Wouldn’t it be amazing if your nearsighted eyes could suddenly see things clearly that weren’t directly under your nose? We know what you’re thinking: That’s what glasses and contacts are for (duh). But we’re talking about eliminating those—sort of—with ortho-k lenses, special contacts that you sleep in to reshape your eyes so that you don’t need glasses during the day.
It might not sound like it, but the process is painless and much less risky than an invasive laser surgery, but you’ll need to consider several pros and cons when debating whether ortho-k lenses are right for you. If you’re in this boat (or if you’re still scratching your head over exactly what ortho-k lenses are), you’re not alone. We’ll get into more details with the help of ophthalmologist Douglas Lazzaro, M.D. of NYU Langone Health.
What exactly are ortho-k lenses?
We know that nearsightedness is caused by rounded corneas. But sleeping in ortho-k lenses—rigid, gas-permeable contacts—gradually reshapes the corneas overnight so that you don’t need to use lenses or glasses to see during the day. The entire process is known as orthokeratology. According to Dr. Lazzaro: “It’s kind of like using retainers to straighten your teeth. A series of lenses will be required over time to get the desired effect, and it could take five or even 30 different lenses to maintain that flatness.”
Do they really work?
Ortho-k lenses do not permanently change the eye shape. “When you stop using them,”Dr. Lazzaro warns, “the nearsightedness that was being helped comes back quickly.”
The treatment also depends on your eye shape and how much correction you need. Plus, just like your middle school retainer, you’ll likely need to head in for adjustments to better fit your corneas as they flatten. So if you’re looking for a one-time fix, these might not be the best option, as ortho-k requires some real maintenance and patients who are up for wearing them every night.

--*--

SET OF TASKS:
a) Do these statements agree with the ortho-k lens article? Answer yes or no for each, and quote the words from the article that decide it.
(i) Ortho-k lenses permanently change the shape of the eye.
(ii) Ortho-k lenses are rigid, gas-permeable contacts worn during sleep.
(iii) Dr. Lazzaro says a patient might need as many as 30 different lenses.
b) Write the next part of the ortho-k lens article, starting after its final sentence.

--*--

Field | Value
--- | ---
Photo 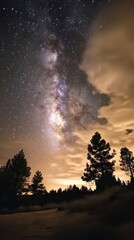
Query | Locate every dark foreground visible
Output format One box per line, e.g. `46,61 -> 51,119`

0,188 -> 134,240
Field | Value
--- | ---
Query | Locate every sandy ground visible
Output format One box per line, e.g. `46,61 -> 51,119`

0,209 -> 65,240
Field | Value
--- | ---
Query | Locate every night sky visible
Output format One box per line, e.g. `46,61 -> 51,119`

0,0 -> 134,190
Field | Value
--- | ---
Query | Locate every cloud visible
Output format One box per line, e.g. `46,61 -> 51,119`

81,0 -> 134,149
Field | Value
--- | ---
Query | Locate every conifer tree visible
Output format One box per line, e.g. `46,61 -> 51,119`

82,132 -> 116,190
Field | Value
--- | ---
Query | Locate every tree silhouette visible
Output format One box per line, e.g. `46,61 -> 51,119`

30,171 -> 46,196
120,147 -> 134,181
82,132 -> 116,190
5,150 -> 31,195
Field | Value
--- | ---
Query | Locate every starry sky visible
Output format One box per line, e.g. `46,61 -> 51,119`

0,0 -> 134,190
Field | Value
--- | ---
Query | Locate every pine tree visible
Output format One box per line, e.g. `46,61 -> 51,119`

120,147 -> 134,181
30,171 -> 46,196
82,132 -> 116,190
5,150 -> 31,195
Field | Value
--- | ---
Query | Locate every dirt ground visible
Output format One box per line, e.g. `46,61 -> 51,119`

0,209 -> 65,240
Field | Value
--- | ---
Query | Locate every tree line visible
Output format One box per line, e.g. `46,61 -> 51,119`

0,132 -> 134,210
82,132 -> 134,191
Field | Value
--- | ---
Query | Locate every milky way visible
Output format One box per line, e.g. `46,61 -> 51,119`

0,0 -> 110,190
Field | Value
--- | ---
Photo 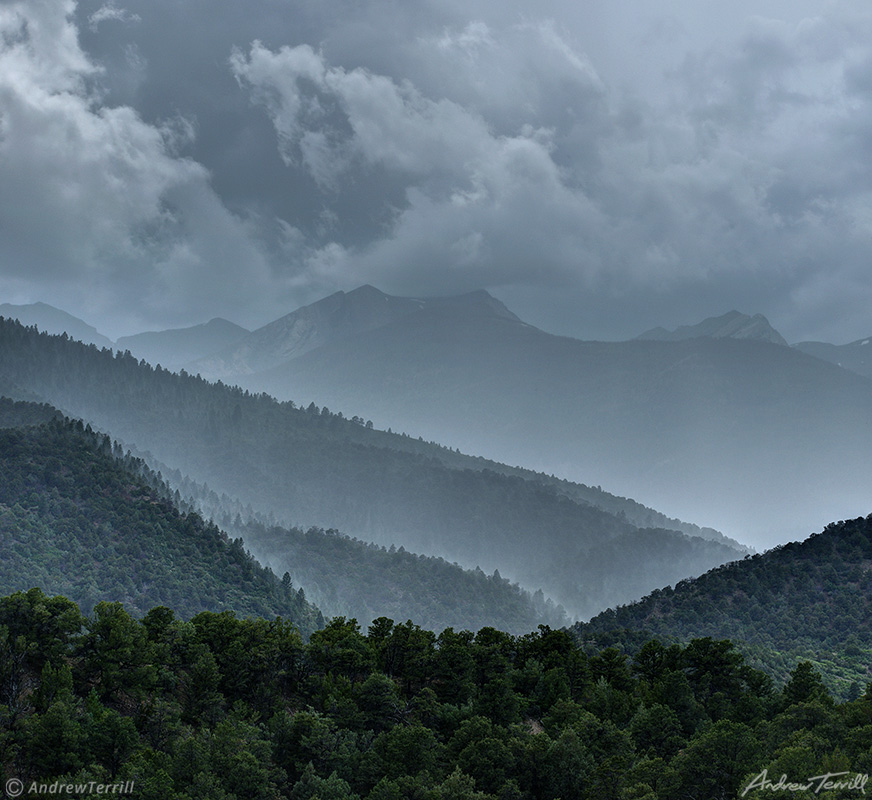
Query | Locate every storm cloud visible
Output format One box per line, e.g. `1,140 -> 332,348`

0,0 -> 872,341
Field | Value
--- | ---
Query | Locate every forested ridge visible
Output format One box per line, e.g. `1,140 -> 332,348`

0,406 -> 322,632
0,589 -> 872,800
0,398 -> 567,632
0,320 -> 742,616
574,515 -> 872,694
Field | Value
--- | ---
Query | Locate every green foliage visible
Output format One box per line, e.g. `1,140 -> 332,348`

0,418 -> 321,632
0,320 -> 743,620
0,590 -> 872,800
574,516 -> 872,696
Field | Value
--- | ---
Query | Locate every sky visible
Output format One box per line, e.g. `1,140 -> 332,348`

0,0 -> 872,343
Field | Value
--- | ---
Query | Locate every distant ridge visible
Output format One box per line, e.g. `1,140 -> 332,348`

0,303 -> 115,348
188,284 -> 520,380
636,311 -> 787,345
574,515 -> 872,694
793,336 -> 872,378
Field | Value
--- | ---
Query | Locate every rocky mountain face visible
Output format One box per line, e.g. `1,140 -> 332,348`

209,294 -> 872,546
636,311 -> 787,345
189,285 -> 517,380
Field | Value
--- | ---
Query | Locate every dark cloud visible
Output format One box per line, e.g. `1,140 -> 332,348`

0,0 -> 872,341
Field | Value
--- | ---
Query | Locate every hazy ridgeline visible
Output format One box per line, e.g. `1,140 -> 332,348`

0,321 -> 743,616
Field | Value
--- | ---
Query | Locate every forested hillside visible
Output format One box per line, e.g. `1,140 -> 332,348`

0,410 -> 322,632
575,516 -> 872,694
0,589 -> 872,800
0,398 -> 568,632
0,321 -> 743,616
240,288 -> 872,542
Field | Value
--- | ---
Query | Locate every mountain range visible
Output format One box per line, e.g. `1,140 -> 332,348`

0,320 -> 747,617
574,515 -> 872,696
167,287 -> 872,546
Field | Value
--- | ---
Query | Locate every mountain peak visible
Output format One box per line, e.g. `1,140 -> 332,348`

0,302 -> 114,348
636,310 -> 787,345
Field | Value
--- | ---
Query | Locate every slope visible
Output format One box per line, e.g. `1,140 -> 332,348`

116,317 -> 249,369
0,398 -> 323,632
793,336 -> 872,378
0,303 -> 114,348
574,515 -> 872,691
244,290 -> 872,544
0,322 -> 742,616
636,311 -> 787,345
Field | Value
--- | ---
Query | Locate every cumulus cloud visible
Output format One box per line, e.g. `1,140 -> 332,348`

0,0 -> 276,332
0,0 -> 872,341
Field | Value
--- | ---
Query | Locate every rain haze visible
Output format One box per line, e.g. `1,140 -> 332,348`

0,0 -> 872,546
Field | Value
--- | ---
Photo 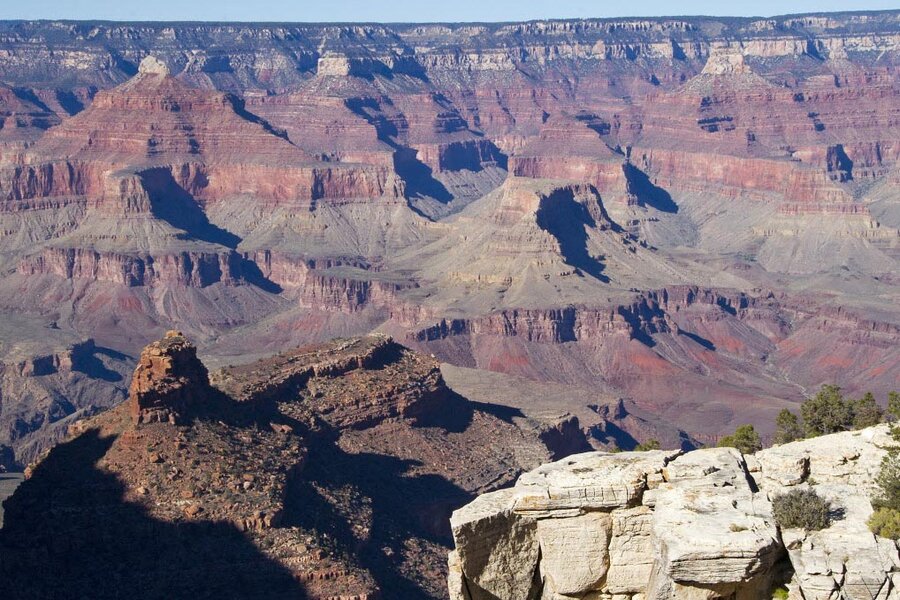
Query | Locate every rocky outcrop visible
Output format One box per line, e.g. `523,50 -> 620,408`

128,331 -> 211,425
449,426 -> 900,600
0,332 -> 572,600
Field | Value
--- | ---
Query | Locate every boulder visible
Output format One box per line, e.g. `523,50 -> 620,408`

450,426 -> 900,600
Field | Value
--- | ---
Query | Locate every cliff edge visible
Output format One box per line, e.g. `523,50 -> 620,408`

449,426 -> 900,600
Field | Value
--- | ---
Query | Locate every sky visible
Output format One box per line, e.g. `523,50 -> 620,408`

0,0 -> 900,23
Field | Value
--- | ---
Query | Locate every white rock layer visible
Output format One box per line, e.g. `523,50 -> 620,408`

450,426 -> 900,600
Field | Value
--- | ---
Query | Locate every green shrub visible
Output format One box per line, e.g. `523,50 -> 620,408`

869,508 -> 900,540
772,488 -> 831,531
852,392 -> 884,429
719,425 -> 762,454
800,385 -> 853,437
634,440 -> 659,452
773,408 -> 804,444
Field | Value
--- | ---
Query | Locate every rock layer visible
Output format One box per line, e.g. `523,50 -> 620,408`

449,426 -> 900,600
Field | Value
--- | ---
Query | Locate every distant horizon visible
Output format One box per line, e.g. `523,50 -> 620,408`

0,0 -> 900,25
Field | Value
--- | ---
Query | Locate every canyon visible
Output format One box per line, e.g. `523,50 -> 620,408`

0,10 -> 900,600
0,11 -> 900,492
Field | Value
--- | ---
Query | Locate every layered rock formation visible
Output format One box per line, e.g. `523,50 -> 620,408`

449,426 -> 898,600
128,331 -> 211,425
0,11 -> 900,462
0,332 -> 596,600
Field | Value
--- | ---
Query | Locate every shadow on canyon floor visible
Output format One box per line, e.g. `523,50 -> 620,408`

0,431 -> 306,600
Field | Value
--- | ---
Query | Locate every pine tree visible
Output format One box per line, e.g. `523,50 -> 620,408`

719,425 -> 762,454
774,408 -> 803,444
800,385 -> 853,437
853,392 -> 884,429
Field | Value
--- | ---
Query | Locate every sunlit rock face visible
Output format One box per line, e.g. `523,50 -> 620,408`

449,426 -> 898,600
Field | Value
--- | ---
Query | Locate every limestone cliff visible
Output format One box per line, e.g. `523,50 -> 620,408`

449,426 -> 900,600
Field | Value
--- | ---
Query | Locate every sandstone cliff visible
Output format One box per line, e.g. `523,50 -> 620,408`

0,331 -> 596,600
449,426 -> 900,600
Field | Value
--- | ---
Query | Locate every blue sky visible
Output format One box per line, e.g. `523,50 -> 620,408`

0,0 -> 900,22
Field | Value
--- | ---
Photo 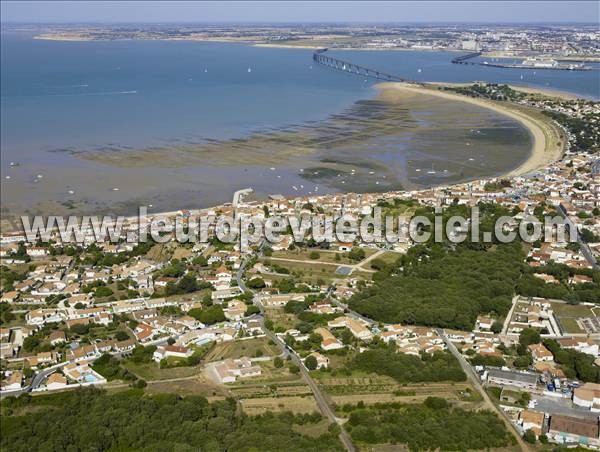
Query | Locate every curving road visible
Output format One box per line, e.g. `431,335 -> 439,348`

235,247 -> 356,452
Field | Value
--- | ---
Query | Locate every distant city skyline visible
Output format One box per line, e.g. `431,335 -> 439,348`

0,1 -> 600,24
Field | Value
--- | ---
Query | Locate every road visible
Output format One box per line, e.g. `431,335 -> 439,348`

436,328 -> 530,451
0,362 -> 68,399
559,204 -> 598,269
235,247 -> 356,452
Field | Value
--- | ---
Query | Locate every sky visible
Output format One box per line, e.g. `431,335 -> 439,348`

0,0 -> 600,24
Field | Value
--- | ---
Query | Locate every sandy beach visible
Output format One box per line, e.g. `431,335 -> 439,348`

377,83 -> 565,176
2,78 -> 564,233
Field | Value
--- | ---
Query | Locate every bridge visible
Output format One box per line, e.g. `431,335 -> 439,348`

452,52 -> 481,65
313,49 -> 414,83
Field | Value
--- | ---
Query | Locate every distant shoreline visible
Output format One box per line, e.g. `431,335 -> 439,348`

376,83 -> 565,177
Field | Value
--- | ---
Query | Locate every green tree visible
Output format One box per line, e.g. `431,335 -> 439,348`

519,328 -> 541,348
304,355 -> 318,370
523,429 -> 536,444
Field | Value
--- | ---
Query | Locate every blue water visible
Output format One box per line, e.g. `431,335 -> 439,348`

1,33 -> 372,164
329,50 -> 600,100
0,32 -> 600,164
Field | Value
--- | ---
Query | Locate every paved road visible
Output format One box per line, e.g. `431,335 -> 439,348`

559,204 -> 598,269
235,247 -> 356,452
0,362 -> 67,399
436,328 -> 530,451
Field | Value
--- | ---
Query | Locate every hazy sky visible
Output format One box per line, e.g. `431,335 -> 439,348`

0,0 -> 600,23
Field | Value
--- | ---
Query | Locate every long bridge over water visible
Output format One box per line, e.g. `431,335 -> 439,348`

313,49 -> 417,83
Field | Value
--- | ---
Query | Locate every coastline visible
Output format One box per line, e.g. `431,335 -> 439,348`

376,83 -> 564,177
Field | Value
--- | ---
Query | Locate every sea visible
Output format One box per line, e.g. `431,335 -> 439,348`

0,30 -> 600,217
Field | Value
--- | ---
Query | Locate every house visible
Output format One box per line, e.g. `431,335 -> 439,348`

210,286 -> 242,303
244,319 -> 263,335
0,370 -> 23,391
0,327 -> 10,342
519,410 -> 544,437
528,344 -> 554,361
114,339 -> 135,353
0,290 -> 19,303
67,344 -> 100,362
315,328 -> 344,350
46,372 -> 67,391
254,292 -> 306,308
26,246 -> 50,257
63,361 -> 106,385
327,316 -> 373,341
308,300 -> 342,314
213,356 -> 261,383
27,352 -> 58,367
547,414 -> 600,448
133,323 -> 154,342
152,345 -> 194,363
558,337 -> 599,357
308,352 -> 329,369
338,242 -> 353,253
0,342 -> 19,359
475,315 -> 494,330
223,300 -> 248,320
487,369 -> 538,390
573,383 -> 600,411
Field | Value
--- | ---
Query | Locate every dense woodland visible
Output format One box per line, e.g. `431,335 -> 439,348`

345,397 -> 514,450
0,389 -> 343,452
348,345 -> 466,383
349,243 -> 524,330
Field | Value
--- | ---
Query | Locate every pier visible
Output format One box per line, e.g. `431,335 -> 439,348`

313,49 -> 415,83
452,52 -> 592,71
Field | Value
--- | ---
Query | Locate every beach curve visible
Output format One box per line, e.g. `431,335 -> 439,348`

375,82 -> 566,177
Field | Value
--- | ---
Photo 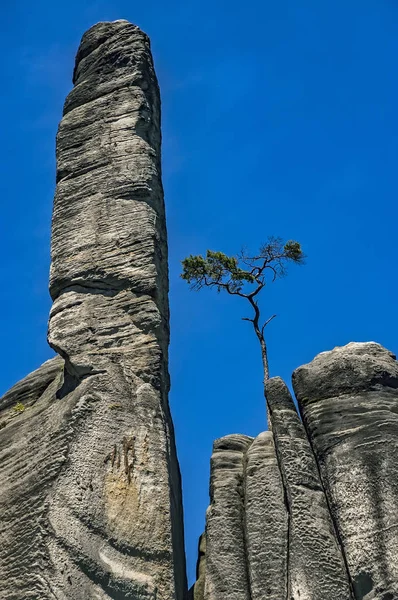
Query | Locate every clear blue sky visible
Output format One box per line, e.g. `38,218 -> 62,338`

0,0 -> 398,579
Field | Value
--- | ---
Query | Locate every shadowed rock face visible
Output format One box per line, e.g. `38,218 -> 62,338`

192,343 -> 398,600
0,21 -> 185,600
0,21 -> 398,600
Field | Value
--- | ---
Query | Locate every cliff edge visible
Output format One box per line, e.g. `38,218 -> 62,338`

0,21 -> 185,600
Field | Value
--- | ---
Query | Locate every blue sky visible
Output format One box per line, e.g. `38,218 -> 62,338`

0,0 -> 398,580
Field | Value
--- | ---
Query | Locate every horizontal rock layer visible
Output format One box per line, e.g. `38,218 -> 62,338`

191,343 -> 398,600
0,21 -> 185,600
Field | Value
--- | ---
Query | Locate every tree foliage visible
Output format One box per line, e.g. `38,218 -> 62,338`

181,237 -> 305,390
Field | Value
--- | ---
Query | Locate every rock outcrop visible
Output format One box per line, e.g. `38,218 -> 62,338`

192,343 -> 398,600
0,16 -> 398,600
0,21 -> 186,600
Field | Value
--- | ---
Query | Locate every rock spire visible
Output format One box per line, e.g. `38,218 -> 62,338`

0,21 -> 185,600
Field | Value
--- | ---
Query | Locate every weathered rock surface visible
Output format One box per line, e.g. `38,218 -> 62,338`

194,343 -> 398,600
293,343 -> 398,600
0,16 -> 398,600
0,21 -> 186,600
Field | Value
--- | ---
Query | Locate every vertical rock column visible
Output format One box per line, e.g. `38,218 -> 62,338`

43,21 -> 185,600
293,342 -> 398,600
204,435 -> 253,600
267,377 -> 351,600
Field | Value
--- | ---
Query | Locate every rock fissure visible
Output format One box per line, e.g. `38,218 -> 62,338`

0,21 -> 398,600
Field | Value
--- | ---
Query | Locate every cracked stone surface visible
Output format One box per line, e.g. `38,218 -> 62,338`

0,21 -> 398,600
191,342 -> 398,600
0,21 -> 186,600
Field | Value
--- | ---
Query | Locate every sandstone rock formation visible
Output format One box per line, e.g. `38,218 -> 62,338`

0,21 -> 185,600
0,16 -> 398,600
191,343 -> 398,600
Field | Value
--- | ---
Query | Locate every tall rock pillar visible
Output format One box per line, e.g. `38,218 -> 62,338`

0,21 -> 185,600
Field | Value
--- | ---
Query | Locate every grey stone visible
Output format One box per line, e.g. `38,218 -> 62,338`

245,431 -> 288,600
189,533 -> 206,600
293,342 -> 398,600
0,21 -> 186,600
204,435 -> 253,600
266,377 -> 351,600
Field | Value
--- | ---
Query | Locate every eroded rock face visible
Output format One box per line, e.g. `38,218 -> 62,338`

293,343 -> 398,600
194,343 -> 398,600
0,21 -> 185,600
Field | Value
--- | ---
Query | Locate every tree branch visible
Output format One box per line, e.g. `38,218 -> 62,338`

261,315 -> 276,335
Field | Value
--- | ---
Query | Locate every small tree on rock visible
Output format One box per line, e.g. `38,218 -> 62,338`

181,237 -> 305,387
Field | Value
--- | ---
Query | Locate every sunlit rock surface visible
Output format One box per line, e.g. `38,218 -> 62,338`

0,15 -> 398,600
0,21 -> 185,600
191,342 -> 398,600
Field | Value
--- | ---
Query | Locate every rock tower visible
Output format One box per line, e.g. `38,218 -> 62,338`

0,21 -> 185,600
0,21 -> 398,600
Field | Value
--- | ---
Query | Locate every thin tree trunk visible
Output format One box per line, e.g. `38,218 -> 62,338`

256,330 -> 272,431
248,296 -> 275,431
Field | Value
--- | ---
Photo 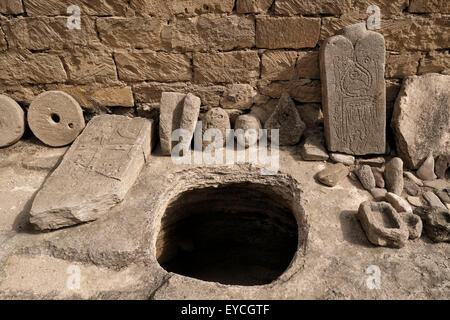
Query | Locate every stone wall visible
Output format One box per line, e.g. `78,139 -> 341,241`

0,0 -> 450,122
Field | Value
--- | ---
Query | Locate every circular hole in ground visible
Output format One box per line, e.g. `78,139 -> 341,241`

51,113 -> 61,123
156,183 -> 303,286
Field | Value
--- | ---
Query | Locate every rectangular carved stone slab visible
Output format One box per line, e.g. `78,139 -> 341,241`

320,23 -> 386,155
30,115 -> 155,230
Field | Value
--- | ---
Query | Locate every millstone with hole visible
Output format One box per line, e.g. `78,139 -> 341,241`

0,94 -> 25,147
28,91 -> 85,147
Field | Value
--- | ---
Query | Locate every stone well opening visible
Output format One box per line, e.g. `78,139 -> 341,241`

156,176 -> 307,286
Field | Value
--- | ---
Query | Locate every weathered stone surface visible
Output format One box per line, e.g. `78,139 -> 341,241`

234,114 -> 262,148
434,154 -> 450,179
355,165 -> 376,191
256,17 -> 320,49
358,201 -> 409,248
1,16 -> 100,50
321,24 -> 386,155
416,153 -> 437,180
194,51 -> 259,83
0,51 -> 67,85
385,192 -> 413,213
317,163 -> 349,187
0,0 -> 23,14
97,17 -> 163,50
220,84 -> 256,110
300,134 -> 329,161
415,207 -> 450,242
130,0 -> 234,17
261,50 -> 297,80
162,15 -> 255,51
384,158 -> 404,196
297,103 -> 323,128
28,91 -> 85,147
371,168 -> 385,188
61,48 -> 118,84
386,52 -> 422,79
0,94 -> 25,148
30,115 -> 154,230
391,74 -> 450,169
23,0 -> 127,16
423,191 -> 446,209
330,153 -> 355,166
202,108 -> 231,149
370,188 -> 387,201
236,0 -> 273,13
114,51 -> 192,81
264,93 -> 306,146
400,211 -> 423,240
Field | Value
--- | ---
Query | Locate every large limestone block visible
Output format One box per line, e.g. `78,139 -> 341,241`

0,94 -> 25,148
391,73 -> 450,169
30,115 -> 154,230
320,23 -> 386,155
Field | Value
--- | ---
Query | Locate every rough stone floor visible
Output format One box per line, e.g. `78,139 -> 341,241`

0,140 -> 450,299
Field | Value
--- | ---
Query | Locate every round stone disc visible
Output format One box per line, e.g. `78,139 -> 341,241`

0,94 -> 25,147
28,91 -> 86,147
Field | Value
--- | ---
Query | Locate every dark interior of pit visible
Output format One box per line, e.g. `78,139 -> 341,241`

157,184 -> 300,286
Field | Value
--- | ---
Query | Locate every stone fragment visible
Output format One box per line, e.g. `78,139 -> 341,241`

30,115 -> 155,230
415,207 -> 450,242
434,154 -> 450,179
355,165 -> 376,191
400,212 -> 423,240
317,163 -> 349,187
330,153 -> 355,166
370,188 -> 387,201
300,134 -> 329,161
234,114 -> 262,148
0,94 -> 25,148
371,168 -> 385,188
159,92 -> 200,155
423,191 -> 446,209
391,73 -> 450,169
320,23 -> 386,155
406,196 -> 423,207
384,158 -> 404,195
386,192 -> 413,213
220,84 -> 256,110
264,93 -> 306,146
403,171 -> 423,187
202,108 -> 231,150
416,153 -> 437,180
28,91 -> 85,147
357,201 -> 409,248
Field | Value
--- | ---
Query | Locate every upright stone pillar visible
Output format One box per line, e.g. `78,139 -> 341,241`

320,23 -> 386,155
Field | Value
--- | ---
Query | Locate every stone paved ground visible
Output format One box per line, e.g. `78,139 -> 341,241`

0,140 -> 450,299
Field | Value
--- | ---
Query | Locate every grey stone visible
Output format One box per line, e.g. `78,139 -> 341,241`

30,115 -> 154,230
391,73 -> 450,169
264,93 -> 306,146
234,114 -> 262,148
417,153 -> 437,180
384,158 -> 404,195
0,94 -> 25,148
434,154 -> 450,179
423,191 -> 446,209
320,23 -> 386,155
356,165 -> 376,191
357,201 -> 409,248
372,168 -> 386,188
28,91 -> 86,147
400,212 -> 423,240
330,153 -> 355,166
386,192 -> 413,213
317,163 -> 349,187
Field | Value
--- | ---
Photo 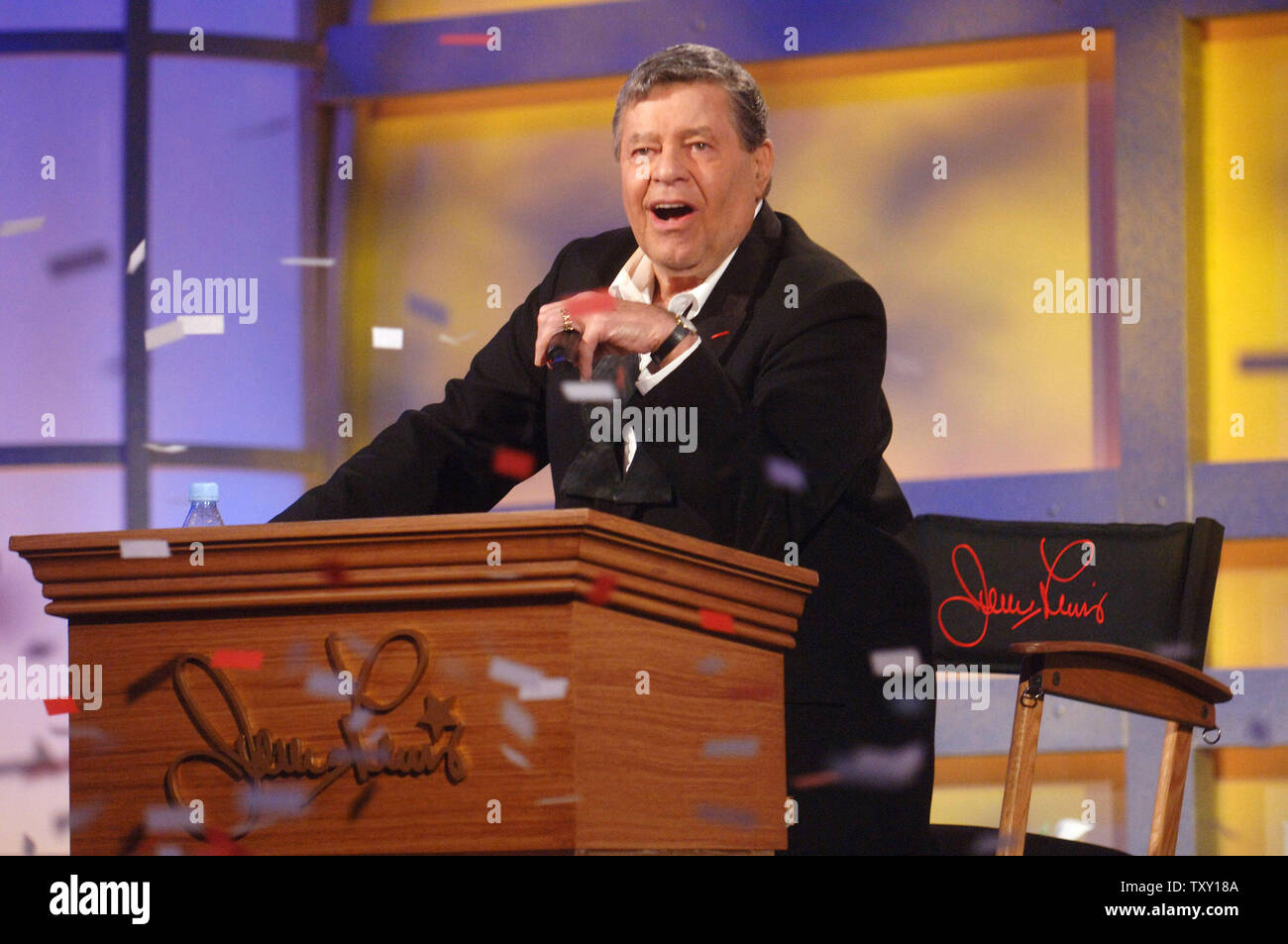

--*--

RESPONSES TO THE TASKS:
a)
(i) No: "Ortho-k lenses do not permanently change the eye shape."
(ii) Yes: "sleeping in ortho-k lenses—rigid, gas-permeable contacts—gradually reshapes the corneas overnight"
(iii) Yes: "it could take five or even 30 different lenses to maintain that flatness."

b)
Still, about 67 percent of patients polled in an FDA study said their vision improved while using ortho-k contacts. On the flip side, about a third of the patients in that same study stopped treatment because they found them to be ineffective.
What are the risks of ortho-k lenses?
Unlike laser surgery—which can be a permanent vision fix—ortho-k lenses come with a shorter, less scary list of potential side effects. They’re “pretty safe,” according to Dr. Lazzaro, but nothing is foolproof or risk-free. The most common issue people run into is a pesky infection from unwashed hands or debris while handling the lenses. Plus, as Dr. Lazzaro points out, “When you put any type of lens on the eye, you deprive it of oxygen and create an environment where bacteria could grow.” Wash those hands, people.
So how do I get them?
If this sounds like you and you’d like to give them a shot, Dr. Lazzaro told us that you’ll need to be fitted by an optometrist who specializes in ortho-k to get the desired amount of corneal flattening.
But be aware: These lenses can be much more expensive than standard contacts and typically run north of $1,000 per pair—a price you’ll have to pay again and again as your corneas change shape.